QUOTED TEXT —
In [30]:
import numpy as np
import pandas as pd
import os
from datetime import date, datetime
from sqlalchemy import create_engine


In [31]:
# local connection information
db_user = os.environ.get('DB_USER')
db_pass = os.environ.get('DB_PASS')
engine = create_engine(f'mssql+pyodbc://{db_user}:{db_pass}' +
                       '@PSC-SQLProd/Campus6?' +
                       'driver=ODBC+Driver+13+for+SQL+Server')
connection = engine.connect()


In [32]:
sections_begin_year = '2011'


In [33]:
sql_str = "SELECT * FROM SECTIONS WHERE " + \
          "EVENT_SUB_TYPE NOT IN ('ADV') " + \
          f"AND ACADEMIC_YEAR >= '{sections_begin_year}' " + \
          "AND ACADEMIC_TERM IN ('FALL', 'SPRING', 'SUMMER') " + \
          "AND ACADEMIC_SESSION IN ('MAIN', 'CULN', 'EXT', 'FNRR', 'HEOP'," + \
          " 'SLAB', 'BLOCK A', 'BLOCK AB', 'BLOCK B') "
df_sections = pd.read_sql_query(sql_str, connection)


In [34]:
df = df_sections[['EVENT_ID', 'EVENT_SUB_TYPE', 'EVENT_MED_NAME',
                   'SECTION', 'CREDITS', 'MAX_PARTICIPANT',
                   'ACADEMIC_YEAR', 'ACADEMIC_TERM', 'ACADEMIC_SESSION',
                   'START_DATE', 'END_DATE', 'CIP_CODE',
                   'REVISION_DATE', 'REVISION_TIME',
                   ]]


print('ACADEMIC_TERM: ', df['ACADEMIC_TERM'].unique())

print('ACADEMIC_SESSION: ', df['ACADEMIC_SESSION'].unique())

In [None]:
print(df.shape)
df.head()

In [35]:
df = df[~(df['EVENT_ID'].str.contains('REG', case=False))]
df = df[~(df['EVENT_ID'].str.contains('STDY', case=False))]


In [36]:
print(df.shape)


(4855, 14)


In [37]:
df = df.rename(columns={'EVENT_MED_NAME': 'course_section_name',
                        'CREDITS': 'credit_hours',
                        'MAX_PARTICIPANT': 'maximum_enrollment_count',
                        'START_DATE': 'start_dt',
                        'END_DATE': 'end_dt',
                        'CIP_CODE': 'course_cip_code',
                        })


In [38]:
crs_id = (lambda c: (str(c['EVENT_ID']).replace(' ', '') +
                     str(c['EVENT_SUB_TYPE']).lower())
          if ((c['EVENT_SUB_TYPE'] == 'LAB') | (c['EVENT_SUB_TYPE'] == 'SI'))

STORED DATA —

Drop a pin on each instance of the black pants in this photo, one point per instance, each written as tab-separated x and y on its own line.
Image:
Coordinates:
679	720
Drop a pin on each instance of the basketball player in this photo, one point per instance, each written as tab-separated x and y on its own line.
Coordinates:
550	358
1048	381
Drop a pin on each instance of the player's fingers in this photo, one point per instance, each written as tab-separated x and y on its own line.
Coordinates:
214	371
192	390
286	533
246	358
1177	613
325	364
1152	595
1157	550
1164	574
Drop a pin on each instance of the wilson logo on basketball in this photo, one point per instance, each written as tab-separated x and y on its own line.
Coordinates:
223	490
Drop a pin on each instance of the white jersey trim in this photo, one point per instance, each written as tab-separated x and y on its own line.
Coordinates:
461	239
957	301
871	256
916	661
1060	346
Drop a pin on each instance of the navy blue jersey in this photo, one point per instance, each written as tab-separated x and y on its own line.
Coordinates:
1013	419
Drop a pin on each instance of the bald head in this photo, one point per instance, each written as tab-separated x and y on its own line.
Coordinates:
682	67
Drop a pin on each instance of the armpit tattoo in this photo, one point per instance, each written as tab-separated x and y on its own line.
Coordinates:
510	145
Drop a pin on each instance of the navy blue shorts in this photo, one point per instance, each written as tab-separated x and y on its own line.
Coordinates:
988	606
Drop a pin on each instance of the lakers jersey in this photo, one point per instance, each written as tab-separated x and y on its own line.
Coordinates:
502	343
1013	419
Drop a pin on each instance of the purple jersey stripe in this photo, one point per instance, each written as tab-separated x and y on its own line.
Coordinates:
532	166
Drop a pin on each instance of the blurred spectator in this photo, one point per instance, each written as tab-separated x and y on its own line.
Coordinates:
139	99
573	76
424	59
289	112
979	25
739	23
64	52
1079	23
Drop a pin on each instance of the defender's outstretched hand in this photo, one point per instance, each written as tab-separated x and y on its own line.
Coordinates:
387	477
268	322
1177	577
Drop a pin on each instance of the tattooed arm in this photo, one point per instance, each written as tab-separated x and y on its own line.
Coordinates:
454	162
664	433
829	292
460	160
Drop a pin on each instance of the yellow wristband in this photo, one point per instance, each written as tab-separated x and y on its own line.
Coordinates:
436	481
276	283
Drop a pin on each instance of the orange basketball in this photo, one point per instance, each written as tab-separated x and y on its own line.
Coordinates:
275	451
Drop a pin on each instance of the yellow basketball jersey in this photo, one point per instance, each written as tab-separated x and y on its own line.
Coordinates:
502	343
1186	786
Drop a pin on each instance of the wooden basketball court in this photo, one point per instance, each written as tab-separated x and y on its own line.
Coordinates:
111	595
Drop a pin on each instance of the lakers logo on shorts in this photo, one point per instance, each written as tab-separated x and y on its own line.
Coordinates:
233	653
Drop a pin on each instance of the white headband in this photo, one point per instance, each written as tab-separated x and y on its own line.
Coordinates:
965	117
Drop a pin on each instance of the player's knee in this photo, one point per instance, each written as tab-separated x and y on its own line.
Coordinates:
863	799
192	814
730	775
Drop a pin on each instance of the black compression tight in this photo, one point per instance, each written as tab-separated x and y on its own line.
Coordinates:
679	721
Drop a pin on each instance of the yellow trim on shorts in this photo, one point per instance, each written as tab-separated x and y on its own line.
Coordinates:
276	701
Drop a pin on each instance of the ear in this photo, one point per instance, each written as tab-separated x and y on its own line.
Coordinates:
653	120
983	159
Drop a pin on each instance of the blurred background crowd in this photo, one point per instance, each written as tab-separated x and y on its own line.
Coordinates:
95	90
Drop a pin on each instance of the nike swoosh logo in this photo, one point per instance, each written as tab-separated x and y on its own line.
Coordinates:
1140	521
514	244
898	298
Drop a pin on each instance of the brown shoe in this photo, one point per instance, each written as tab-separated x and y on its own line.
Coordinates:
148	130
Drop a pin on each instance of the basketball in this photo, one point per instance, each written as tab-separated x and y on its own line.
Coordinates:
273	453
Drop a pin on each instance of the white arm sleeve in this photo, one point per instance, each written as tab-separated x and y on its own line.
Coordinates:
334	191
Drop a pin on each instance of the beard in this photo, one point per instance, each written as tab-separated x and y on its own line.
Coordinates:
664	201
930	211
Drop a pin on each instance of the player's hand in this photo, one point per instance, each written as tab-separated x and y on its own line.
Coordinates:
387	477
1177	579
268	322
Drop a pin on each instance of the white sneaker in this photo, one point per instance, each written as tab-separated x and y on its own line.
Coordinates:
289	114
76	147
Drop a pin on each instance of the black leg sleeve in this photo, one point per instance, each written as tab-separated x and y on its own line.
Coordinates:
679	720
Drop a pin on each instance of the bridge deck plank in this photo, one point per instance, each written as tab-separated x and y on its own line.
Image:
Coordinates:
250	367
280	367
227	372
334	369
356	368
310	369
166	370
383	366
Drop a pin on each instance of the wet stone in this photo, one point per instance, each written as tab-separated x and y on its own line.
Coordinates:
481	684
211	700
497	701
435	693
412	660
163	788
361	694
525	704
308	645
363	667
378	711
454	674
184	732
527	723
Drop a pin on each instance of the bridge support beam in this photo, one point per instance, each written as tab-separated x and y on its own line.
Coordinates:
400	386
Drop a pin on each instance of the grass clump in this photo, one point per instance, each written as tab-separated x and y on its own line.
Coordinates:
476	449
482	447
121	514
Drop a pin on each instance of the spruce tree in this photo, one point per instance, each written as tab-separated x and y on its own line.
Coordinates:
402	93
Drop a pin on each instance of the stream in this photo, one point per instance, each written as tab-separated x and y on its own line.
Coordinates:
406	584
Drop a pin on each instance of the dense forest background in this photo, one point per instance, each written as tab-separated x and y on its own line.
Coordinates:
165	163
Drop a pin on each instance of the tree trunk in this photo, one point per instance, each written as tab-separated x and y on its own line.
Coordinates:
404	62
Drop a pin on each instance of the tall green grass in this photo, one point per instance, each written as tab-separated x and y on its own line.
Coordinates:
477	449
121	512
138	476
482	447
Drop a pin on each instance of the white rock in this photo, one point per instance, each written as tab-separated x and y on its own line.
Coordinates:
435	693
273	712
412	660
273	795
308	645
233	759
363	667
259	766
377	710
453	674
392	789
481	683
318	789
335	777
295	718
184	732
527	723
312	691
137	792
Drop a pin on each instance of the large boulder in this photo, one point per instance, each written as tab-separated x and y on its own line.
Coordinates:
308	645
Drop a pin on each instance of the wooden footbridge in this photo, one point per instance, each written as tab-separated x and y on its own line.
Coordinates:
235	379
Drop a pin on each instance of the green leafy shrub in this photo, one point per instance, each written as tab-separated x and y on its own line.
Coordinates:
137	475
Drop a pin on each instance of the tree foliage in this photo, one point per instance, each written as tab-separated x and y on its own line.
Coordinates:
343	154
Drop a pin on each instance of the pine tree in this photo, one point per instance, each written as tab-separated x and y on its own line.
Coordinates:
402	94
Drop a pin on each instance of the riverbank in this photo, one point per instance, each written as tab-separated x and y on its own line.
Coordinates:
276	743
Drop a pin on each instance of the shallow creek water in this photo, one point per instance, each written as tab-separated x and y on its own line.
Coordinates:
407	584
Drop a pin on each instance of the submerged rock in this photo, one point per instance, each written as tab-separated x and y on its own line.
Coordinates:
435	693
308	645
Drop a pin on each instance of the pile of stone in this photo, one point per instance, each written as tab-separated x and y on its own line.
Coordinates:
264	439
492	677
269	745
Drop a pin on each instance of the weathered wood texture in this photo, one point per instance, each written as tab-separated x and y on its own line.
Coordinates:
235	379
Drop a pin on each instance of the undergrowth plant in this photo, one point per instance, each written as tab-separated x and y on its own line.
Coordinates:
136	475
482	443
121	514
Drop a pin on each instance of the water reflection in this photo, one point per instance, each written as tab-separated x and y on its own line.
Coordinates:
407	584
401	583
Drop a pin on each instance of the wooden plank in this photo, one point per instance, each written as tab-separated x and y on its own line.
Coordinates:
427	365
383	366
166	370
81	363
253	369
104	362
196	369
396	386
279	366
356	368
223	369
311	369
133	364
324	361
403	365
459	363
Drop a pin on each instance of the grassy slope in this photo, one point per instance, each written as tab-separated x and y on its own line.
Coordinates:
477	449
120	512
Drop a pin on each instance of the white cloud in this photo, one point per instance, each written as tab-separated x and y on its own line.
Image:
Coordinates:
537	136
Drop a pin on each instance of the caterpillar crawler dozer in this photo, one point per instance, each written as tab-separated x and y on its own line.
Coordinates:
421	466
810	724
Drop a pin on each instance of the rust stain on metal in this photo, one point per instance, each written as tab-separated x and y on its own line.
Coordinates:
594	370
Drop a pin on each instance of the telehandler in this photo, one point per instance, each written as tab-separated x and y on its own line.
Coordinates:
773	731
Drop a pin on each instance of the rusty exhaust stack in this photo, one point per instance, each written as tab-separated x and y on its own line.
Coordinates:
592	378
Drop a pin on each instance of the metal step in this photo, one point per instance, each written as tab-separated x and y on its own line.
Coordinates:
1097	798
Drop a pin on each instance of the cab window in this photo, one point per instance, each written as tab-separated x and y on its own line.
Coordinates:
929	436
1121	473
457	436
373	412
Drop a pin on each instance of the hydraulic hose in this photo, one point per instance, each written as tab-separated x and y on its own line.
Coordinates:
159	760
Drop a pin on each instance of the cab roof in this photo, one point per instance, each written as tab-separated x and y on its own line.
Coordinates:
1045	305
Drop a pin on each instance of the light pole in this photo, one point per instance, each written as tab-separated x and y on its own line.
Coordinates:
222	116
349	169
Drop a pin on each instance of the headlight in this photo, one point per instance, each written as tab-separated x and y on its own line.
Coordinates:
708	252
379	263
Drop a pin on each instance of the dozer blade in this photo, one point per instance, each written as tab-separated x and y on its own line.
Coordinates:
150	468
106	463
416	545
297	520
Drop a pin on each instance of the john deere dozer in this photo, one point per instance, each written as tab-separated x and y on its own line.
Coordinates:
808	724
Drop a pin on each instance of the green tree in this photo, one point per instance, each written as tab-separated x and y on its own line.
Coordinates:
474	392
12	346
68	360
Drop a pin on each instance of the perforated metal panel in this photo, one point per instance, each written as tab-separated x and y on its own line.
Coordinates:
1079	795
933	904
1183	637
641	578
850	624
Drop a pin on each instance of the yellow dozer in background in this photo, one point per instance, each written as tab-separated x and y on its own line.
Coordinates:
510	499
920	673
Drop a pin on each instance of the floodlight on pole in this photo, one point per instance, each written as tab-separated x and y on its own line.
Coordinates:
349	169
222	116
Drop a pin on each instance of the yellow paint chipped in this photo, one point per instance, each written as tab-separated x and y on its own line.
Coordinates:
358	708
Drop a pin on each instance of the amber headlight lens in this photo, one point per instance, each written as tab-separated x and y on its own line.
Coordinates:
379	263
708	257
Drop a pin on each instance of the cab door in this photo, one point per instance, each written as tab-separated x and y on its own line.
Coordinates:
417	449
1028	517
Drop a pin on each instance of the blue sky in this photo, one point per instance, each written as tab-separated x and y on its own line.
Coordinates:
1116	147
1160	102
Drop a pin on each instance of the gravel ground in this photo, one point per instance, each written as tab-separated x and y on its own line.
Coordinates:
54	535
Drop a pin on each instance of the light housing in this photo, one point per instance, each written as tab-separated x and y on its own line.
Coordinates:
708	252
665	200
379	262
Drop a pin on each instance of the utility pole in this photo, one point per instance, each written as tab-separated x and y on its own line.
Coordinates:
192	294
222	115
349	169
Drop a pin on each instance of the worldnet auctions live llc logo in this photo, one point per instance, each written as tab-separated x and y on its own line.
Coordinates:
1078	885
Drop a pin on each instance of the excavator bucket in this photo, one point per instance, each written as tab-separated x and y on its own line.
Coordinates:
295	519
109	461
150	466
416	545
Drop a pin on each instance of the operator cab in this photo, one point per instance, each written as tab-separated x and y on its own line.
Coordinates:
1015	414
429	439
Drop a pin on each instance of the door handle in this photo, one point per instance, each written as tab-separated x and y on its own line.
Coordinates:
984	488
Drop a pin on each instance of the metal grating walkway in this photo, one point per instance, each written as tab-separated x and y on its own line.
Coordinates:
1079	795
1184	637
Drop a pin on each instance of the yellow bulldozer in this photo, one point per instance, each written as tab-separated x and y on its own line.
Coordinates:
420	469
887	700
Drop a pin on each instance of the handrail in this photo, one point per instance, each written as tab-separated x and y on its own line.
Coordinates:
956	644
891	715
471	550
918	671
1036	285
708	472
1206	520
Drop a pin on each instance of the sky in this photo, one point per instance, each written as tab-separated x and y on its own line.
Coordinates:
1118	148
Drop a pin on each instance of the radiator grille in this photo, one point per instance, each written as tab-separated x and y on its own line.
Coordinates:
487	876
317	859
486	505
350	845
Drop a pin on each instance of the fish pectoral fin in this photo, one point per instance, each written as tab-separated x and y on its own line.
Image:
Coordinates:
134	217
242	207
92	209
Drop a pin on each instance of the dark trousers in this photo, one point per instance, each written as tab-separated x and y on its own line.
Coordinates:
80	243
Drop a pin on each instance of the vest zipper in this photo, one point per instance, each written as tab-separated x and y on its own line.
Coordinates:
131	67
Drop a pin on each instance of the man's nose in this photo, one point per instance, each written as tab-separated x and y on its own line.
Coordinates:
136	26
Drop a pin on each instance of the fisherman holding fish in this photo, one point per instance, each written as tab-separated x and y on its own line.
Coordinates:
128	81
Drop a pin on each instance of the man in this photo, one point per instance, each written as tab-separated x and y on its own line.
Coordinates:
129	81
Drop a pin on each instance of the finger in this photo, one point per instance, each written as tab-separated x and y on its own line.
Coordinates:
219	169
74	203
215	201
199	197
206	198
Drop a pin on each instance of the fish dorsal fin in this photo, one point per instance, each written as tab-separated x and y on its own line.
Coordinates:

TASK TO COMPLETE — In the notebook code, what new name is given to the CREDITS column when the columns are renamed? The records have no connection to the notebook code.

WRITTEN ANSWER — credit_hours